_Source data_
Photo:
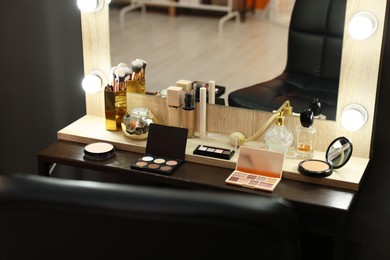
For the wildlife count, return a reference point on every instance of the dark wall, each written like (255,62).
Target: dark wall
(41,66)
(369,225)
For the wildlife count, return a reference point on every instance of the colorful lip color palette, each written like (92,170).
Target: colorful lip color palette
(165,150)
(257,169)
(215,152)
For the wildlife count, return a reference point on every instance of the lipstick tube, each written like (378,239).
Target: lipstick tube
(188,112)
(202,113)
(174,105)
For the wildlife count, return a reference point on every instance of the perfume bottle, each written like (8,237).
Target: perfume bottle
(279,137)
(305,135)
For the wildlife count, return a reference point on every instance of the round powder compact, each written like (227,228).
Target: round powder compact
(315,168)
(99,151)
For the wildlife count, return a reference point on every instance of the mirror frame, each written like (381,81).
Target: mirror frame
(360,64)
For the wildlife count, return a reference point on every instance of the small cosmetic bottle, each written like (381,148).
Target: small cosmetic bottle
(174,105)
(305,135)
(188,113)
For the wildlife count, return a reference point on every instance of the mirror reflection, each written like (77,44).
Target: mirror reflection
(188,46)
(339,152)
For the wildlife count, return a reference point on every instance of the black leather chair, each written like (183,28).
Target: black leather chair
(49,218)
(313,62)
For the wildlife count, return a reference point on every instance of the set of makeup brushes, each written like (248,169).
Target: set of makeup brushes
(122,73)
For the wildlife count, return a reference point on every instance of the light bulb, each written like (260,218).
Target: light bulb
(354,117)
(362,25)
(89,6)
(92,83)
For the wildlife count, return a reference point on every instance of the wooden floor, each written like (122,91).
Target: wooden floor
(188,46)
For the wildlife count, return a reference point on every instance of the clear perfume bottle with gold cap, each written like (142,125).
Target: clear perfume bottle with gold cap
(278,137)
(305,134)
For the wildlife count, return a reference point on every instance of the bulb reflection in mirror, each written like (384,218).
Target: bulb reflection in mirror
(362,25)
(92,83)
(354,116)
(90,6)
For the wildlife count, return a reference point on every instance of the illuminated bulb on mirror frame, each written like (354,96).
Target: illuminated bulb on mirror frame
(90,6)
(362,25)
(93,82)
(354,116)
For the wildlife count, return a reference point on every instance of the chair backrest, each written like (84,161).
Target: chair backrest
(316,38)
(49,218)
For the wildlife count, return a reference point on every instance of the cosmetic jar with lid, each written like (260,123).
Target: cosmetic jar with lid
(279,137)
(136,123)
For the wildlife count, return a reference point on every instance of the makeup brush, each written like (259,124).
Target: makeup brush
(137,66)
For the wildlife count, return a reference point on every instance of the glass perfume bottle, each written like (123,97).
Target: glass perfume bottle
(305,134)
(278,137)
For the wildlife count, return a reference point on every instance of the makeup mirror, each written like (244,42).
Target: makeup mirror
(339,152)
(358,80)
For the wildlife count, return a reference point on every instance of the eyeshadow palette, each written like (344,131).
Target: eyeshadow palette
(257,169)
(156,164)
(99,151)
(165,150)
(215,152)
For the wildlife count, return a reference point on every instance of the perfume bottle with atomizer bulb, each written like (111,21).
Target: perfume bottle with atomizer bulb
(278,137)
(305,134)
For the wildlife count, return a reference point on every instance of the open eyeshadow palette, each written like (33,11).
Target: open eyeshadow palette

_Directions for this task_
After reading through the material, report every line that holds "open".

_Result_
For the wildlife count, return a reference point on every instance of the open eyeshadow palette, each written like (33,11).
Target: open eyeshadow palette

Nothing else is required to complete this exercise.